Start of Block

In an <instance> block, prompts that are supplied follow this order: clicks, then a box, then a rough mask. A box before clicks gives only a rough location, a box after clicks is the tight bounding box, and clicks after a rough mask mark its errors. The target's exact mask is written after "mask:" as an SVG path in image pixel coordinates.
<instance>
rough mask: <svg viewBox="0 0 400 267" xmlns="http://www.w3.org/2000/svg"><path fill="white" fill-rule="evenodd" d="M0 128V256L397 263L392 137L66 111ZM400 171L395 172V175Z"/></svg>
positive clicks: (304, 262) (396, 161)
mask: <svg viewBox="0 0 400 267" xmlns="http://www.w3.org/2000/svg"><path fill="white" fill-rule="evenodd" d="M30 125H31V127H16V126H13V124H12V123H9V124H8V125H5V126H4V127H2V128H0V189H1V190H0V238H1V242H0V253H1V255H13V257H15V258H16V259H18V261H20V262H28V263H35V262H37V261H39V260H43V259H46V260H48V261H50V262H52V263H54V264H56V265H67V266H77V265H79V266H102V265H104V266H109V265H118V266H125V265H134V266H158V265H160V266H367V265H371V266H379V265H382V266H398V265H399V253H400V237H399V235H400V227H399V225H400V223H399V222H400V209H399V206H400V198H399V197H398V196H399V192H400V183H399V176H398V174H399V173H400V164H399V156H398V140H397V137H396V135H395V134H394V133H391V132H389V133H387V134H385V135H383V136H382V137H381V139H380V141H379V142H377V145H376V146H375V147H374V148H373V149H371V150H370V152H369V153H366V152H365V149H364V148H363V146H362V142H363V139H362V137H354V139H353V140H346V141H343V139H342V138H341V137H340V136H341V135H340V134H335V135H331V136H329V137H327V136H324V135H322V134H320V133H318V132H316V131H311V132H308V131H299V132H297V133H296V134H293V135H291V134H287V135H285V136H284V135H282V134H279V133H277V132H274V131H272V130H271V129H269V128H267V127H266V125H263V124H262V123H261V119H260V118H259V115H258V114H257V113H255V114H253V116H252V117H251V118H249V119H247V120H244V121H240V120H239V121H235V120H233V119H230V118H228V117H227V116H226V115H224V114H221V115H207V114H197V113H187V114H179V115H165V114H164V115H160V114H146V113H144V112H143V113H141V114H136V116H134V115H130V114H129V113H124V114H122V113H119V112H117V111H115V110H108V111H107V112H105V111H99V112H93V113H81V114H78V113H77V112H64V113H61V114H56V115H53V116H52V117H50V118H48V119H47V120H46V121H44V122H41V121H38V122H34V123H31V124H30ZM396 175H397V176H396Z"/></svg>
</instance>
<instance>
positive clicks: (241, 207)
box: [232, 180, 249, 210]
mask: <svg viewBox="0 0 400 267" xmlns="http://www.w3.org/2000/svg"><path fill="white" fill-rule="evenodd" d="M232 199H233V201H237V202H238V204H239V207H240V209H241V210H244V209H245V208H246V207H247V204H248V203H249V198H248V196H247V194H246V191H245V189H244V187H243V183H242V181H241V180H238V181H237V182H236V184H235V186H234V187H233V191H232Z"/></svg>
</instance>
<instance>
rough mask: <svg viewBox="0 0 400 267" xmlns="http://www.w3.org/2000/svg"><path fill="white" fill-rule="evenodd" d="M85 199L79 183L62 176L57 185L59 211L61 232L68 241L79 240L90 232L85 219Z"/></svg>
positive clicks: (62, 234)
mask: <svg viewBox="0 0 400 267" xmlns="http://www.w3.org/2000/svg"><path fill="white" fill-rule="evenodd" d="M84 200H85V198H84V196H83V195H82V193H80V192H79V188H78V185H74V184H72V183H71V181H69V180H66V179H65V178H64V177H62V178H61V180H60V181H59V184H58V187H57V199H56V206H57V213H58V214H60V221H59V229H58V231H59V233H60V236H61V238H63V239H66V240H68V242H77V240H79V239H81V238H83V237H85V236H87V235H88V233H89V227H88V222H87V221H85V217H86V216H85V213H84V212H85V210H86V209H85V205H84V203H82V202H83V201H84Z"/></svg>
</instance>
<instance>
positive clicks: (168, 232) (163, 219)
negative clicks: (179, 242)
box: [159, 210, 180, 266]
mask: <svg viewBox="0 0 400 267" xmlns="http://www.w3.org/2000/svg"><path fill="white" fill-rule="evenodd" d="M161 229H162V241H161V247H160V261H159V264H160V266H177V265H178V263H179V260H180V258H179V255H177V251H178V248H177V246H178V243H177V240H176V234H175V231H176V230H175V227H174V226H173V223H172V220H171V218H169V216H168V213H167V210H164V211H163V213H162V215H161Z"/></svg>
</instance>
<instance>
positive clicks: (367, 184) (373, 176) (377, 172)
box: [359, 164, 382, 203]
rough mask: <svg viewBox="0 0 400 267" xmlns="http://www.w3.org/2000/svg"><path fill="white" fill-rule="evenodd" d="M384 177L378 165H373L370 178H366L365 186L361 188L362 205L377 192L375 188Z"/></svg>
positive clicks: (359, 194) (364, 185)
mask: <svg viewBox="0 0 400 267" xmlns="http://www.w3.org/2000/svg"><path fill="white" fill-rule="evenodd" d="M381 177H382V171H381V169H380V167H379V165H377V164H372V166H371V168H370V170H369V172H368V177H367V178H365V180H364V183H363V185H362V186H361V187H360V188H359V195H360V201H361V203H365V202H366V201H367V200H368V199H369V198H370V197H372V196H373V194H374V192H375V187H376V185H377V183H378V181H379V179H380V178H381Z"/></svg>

End of Block
Start of Block

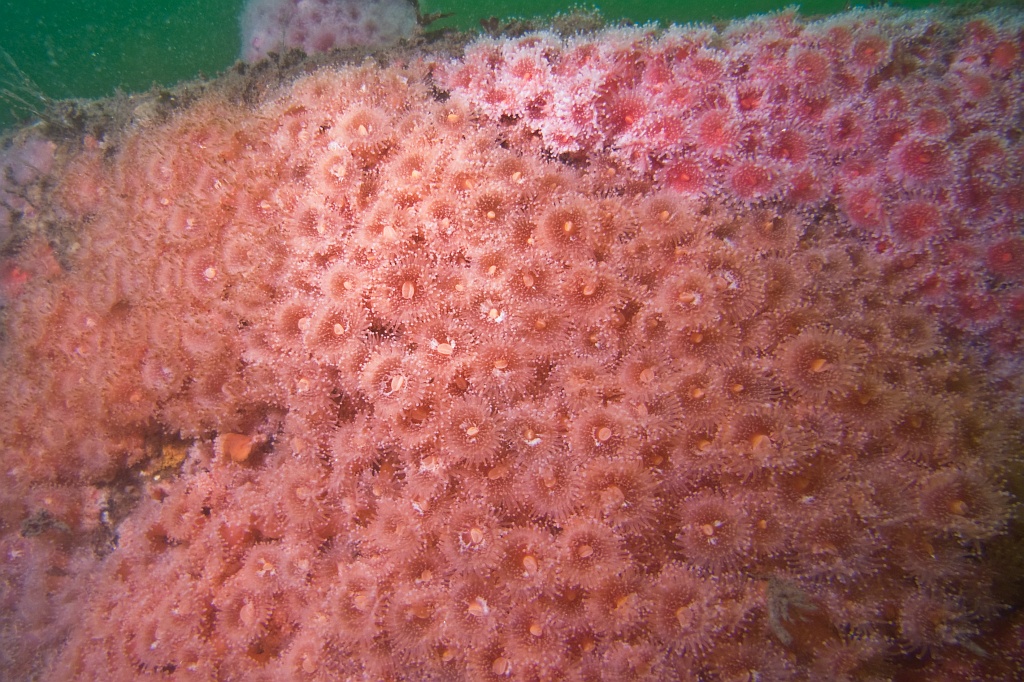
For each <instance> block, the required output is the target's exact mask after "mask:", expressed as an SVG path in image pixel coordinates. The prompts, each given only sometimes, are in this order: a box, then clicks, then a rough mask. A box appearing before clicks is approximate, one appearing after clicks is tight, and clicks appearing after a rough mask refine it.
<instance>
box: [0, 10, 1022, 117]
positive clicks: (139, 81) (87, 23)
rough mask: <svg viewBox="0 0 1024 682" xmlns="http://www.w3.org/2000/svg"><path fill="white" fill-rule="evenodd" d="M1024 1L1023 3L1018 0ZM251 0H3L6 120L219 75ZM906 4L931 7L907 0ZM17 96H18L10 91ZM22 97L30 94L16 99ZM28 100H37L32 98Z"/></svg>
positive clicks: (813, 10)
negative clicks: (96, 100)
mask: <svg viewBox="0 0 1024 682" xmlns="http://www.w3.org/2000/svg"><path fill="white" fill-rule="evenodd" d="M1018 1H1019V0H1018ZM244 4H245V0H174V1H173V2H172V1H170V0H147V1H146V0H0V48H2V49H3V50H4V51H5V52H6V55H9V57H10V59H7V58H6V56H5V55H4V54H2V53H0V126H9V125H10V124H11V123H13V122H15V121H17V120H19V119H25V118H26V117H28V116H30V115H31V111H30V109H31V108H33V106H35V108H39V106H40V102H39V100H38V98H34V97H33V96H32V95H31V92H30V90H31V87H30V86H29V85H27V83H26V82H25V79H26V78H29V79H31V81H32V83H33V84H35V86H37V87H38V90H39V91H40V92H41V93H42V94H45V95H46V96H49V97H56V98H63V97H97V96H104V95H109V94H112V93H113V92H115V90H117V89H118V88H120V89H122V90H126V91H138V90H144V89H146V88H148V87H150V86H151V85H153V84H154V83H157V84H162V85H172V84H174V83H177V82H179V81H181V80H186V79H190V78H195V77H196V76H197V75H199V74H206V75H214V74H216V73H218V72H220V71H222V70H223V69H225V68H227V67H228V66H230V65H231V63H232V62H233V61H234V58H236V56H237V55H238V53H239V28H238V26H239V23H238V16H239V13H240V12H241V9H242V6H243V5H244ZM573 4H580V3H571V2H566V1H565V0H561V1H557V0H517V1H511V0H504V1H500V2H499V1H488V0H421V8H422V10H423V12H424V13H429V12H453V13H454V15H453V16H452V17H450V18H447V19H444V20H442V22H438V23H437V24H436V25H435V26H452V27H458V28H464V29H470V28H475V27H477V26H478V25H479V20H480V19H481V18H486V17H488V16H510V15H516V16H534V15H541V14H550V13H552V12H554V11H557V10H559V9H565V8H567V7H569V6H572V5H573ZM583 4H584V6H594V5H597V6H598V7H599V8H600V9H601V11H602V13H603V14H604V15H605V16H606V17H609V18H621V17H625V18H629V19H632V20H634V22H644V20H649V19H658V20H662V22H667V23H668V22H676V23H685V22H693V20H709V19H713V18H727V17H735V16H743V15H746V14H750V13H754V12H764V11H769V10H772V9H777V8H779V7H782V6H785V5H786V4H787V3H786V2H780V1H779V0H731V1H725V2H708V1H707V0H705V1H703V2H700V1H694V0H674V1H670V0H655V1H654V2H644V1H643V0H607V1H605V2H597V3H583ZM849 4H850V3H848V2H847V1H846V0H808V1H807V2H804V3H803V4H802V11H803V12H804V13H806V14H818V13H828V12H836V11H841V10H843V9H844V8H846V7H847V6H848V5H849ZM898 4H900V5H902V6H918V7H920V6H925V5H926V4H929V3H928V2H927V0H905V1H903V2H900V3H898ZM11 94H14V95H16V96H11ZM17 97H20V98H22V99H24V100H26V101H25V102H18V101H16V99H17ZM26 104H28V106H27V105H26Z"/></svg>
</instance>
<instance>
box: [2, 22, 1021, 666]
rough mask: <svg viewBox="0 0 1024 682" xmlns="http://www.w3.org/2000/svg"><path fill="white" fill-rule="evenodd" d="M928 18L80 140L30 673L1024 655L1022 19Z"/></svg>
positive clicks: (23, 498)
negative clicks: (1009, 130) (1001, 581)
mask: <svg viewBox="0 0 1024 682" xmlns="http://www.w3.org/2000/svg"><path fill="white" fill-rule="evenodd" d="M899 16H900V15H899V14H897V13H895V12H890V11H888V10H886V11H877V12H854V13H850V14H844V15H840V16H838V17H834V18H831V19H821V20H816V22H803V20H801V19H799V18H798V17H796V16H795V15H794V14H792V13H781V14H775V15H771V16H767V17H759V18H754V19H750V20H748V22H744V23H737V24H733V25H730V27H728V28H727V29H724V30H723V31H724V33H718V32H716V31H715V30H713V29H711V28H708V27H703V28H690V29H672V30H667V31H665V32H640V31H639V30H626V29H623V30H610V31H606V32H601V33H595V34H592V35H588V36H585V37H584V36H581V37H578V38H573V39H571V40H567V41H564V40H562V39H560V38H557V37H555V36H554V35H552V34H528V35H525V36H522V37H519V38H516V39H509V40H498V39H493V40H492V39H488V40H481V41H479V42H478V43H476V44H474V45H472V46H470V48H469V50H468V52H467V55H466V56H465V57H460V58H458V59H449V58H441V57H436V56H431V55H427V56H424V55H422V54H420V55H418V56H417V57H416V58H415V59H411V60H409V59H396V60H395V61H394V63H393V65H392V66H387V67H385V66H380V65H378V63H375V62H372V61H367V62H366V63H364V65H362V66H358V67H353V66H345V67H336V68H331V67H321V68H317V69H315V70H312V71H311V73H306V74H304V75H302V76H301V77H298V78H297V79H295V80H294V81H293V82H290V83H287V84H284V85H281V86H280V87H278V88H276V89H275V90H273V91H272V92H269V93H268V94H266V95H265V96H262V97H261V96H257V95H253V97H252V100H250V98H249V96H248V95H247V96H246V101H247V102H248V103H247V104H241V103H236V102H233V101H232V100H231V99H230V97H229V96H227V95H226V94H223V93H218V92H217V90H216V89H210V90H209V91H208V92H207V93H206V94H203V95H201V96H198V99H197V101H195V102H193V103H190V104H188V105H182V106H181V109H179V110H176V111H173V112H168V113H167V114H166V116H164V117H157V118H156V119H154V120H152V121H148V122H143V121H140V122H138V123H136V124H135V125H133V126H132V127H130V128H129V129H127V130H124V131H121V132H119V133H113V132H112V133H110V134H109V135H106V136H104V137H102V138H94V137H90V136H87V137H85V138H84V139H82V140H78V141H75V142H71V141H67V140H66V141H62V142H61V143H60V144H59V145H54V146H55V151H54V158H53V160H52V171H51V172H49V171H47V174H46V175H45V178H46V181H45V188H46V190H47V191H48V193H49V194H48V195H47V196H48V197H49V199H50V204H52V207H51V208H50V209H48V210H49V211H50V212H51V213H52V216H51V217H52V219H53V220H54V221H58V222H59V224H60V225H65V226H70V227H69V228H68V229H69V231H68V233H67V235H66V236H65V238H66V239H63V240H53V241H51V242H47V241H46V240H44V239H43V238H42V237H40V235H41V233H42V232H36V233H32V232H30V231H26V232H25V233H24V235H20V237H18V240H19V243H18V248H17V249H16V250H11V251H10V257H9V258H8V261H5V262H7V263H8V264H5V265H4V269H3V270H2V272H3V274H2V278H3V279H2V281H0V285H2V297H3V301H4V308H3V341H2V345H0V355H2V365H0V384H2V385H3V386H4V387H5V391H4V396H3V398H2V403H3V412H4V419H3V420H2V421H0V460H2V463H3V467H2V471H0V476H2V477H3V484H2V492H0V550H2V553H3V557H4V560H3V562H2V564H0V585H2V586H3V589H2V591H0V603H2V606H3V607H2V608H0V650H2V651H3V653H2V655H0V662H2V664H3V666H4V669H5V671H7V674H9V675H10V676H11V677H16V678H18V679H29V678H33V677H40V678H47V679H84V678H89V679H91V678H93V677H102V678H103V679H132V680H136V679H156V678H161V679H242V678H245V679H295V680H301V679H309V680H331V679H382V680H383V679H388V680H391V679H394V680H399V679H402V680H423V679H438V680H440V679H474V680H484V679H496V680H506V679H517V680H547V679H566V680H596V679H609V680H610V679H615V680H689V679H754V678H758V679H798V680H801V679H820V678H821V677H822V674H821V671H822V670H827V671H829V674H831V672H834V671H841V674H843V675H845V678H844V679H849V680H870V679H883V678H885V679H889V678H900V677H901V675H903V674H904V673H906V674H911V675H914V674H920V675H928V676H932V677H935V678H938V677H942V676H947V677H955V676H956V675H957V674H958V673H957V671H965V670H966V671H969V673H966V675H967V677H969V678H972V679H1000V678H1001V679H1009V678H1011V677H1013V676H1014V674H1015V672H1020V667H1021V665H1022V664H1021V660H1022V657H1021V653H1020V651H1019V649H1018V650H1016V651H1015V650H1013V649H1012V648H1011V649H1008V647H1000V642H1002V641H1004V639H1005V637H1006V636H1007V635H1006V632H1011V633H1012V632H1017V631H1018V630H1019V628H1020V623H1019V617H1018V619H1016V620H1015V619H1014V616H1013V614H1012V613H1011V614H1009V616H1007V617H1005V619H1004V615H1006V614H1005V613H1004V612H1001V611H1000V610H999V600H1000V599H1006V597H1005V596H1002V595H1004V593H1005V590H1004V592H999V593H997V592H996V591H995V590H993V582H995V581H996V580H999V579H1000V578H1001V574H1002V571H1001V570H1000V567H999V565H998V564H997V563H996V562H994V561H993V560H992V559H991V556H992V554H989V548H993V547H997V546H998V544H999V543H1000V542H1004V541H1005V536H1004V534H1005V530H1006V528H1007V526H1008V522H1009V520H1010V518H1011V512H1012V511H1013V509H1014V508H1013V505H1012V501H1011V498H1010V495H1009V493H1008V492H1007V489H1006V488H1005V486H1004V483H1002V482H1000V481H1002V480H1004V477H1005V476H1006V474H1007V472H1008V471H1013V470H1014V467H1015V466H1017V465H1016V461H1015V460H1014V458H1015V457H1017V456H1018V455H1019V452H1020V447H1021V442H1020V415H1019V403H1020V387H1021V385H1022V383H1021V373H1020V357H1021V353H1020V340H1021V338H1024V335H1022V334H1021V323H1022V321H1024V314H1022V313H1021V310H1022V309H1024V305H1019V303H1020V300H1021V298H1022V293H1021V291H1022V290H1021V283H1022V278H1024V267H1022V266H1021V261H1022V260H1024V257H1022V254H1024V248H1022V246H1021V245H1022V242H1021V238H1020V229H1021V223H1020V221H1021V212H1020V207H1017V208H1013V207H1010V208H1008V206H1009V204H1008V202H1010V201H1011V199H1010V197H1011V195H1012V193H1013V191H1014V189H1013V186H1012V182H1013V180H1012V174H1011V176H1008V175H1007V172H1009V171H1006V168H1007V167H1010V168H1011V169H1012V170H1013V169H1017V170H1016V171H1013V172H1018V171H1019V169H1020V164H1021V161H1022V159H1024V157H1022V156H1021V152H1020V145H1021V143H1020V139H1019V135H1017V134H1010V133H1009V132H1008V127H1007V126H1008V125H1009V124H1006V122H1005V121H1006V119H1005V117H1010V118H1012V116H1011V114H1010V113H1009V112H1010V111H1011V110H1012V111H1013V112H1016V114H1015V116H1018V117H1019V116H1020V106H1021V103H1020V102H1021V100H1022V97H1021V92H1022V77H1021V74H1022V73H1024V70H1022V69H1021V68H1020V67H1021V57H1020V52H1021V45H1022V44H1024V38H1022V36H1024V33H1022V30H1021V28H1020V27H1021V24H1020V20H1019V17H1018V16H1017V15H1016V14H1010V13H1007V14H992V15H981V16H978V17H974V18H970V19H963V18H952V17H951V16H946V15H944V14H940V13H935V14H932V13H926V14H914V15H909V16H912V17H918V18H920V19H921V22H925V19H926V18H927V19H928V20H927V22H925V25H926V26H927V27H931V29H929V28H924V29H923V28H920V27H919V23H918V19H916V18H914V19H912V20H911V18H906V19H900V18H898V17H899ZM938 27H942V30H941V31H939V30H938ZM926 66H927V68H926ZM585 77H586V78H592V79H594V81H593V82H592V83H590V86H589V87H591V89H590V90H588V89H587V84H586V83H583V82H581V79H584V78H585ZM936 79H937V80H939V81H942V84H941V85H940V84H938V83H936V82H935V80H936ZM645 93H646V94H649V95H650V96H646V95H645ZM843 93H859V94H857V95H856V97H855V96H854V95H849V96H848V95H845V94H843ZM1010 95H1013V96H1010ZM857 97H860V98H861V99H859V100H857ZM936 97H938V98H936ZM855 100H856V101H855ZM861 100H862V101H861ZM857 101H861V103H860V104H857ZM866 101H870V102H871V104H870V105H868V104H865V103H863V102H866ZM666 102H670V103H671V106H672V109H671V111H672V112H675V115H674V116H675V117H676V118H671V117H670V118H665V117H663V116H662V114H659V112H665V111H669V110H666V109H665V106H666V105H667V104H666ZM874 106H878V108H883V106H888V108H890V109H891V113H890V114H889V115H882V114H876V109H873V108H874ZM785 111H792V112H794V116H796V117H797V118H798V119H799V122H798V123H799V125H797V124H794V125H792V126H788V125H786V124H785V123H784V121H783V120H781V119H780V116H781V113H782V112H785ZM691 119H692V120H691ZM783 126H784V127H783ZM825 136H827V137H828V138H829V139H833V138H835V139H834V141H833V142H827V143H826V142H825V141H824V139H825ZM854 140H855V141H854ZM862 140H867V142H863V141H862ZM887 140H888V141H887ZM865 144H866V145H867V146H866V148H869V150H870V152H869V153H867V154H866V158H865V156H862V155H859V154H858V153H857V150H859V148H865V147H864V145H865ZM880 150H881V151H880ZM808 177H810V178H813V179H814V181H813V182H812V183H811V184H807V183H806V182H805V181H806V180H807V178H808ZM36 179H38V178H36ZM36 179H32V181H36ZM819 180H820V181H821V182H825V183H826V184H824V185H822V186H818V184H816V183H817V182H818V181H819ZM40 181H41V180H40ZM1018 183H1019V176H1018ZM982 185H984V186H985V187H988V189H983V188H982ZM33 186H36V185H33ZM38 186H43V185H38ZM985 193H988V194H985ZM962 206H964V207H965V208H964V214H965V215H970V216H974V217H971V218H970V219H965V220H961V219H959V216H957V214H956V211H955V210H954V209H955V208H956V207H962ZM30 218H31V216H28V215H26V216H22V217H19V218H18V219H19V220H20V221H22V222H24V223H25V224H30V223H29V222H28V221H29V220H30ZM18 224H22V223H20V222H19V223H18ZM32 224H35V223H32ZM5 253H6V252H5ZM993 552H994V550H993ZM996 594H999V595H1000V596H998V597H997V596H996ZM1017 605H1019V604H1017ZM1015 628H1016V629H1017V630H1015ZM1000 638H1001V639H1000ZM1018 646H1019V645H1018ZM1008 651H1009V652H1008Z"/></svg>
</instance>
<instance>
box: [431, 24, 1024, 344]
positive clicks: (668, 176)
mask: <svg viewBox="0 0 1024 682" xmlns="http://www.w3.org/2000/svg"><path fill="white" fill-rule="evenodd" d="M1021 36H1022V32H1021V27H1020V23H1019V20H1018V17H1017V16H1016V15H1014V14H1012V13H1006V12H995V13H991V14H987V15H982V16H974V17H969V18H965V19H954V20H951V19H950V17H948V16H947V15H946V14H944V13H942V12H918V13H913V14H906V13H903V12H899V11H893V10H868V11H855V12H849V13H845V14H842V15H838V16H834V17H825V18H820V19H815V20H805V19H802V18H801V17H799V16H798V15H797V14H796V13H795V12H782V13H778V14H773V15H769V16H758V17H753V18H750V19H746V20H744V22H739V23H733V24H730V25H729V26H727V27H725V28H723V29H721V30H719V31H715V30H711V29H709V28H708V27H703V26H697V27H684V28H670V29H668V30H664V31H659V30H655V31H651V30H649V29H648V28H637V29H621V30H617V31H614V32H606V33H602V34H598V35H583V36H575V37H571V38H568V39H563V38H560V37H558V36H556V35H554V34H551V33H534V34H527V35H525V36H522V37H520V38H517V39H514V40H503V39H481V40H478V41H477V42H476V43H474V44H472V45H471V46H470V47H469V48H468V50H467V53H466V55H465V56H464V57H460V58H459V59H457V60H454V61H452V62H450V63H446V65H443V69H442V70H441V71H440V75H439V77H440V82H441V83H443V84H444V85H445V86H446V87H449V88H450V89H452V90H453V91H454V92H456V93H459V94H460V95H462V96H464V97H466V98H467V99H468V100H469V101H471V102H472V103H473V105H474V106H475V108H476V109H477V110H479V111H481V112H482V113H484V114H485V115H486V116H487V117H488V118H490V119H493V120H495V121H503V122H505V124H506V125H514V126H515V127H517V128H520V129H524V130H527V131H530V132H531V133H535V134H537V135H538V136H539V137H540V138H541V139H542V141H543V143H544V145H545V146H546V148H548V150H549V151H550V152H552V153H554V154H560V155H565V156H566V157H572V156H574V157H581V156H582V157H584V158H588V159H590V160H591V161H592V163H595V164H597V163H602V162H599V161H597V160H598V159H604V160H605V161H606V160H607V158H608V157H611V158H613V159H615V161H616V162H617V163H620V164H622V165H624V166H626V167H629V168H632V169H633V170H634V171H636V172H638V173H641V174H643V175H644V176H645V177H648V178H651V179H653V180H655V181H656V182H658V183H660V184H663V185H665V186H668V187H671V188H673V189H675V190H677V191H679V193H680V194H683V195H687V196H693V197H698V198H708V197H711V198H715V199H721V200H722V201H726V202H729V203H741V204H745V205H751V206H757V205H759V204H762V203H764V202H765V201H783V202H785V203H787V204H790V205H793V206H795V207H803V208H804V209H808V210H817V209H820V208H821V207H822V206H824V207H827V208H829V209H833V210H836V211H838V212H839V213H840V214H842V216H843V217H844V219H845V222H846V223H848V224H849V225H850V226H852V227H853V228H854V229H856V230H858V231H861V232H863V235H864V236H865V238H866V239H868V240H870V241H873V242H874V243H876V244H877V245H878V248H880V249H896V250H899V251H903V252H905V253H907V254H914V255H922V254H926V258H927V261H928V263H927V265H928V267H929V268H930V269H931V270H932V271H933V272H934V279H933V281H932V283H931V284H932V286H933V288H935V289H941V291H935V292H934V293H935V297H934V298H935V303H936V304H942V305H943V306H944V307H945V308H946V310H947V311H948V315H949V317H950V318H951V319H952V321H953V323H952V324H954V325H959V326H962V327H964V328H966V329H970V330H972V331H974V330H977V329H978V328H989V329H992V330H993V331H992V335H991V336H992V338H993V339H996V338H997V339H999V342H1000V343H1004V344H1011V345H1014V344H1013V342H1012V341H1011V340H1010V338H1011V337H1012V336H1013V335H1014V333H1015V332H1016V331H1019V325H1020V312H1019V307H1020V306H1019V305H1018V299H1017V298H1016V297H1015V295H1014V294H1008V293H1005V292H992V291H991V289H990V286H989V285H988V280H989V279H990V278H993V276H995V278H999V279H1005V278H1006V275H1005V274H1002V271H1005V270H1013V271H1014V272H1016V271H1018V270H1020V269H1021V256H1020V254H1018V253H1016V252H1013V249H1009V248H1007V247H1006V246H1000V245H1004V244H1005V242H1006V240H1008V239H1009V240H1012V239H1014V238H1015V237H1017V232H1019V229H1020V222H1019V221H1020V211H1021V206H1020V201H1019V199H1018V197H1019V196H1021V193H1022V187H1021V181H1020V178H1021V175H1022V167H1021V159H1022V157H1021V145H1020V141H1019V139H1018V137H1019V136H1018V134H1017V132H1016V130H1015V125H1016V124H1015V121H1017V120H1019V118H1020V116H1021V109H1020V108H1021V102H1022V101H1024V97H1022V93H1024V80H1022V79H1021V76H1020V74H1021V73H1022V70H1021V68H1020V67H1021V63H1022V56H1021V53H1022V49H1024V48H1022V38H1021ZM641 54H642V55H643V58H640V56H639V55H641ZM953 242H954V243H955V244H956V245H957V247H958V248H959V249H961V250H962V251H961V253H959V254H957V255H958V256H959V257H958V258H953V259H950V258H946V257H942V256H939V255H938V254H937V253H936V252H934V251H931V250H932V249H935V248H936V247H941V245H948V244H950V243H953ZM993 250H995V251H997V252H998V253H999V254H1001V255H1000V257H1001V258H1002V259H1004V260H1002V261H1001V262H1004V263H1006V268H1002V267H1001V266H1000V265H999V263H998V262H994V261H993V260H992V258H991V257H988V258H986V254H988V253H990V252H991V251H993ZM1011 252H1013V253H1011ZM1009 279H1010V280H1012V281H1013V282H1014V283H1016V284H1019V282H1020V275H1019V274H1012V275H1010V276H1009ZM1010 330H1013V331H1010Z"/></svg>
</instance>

End of Block
Start of Block

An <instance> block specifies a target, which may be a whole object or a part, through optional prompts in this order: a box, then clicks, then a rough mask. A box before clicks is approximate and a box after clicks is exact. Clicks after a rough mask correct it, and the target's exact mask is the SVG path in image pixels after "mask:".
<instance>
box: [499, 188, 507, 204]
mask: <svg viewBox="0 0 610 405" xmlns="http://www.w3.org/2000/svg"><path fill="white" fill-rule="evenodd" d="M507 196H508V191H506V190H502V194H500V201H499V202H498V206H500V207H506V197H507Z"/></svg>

End of Block

**JOB ITEM:** Reproduce these lines verbatim, beginning at the line that contains "In an <instance>" and stopping after the line that contains "positive clicks: (304, 262) (396, 161)".

**SOLUTION FOR THIS TASK:**
In an <instance> block, prompts that are supplied follow this order: clicks, then a box, then a rough mask. A box before clicks gives only a rough location, a box after clicks is the tight bounding box, and clicks after a rough mask mark its errors. The target's exact mask is written after "mask:" as an SVG path in image pixel coordinates.
<instance>
rough mask: <svg viewBox="0 0 400 267" xmlns="http://www.w3.org/2000/svg"><path fill="white" fill-rule="evenodd" d="M0 128V256L397 263L392 137L66 111ZM400 171L395 172V175Z"/></svg>
positive clicks: (304, 262) (396, 161)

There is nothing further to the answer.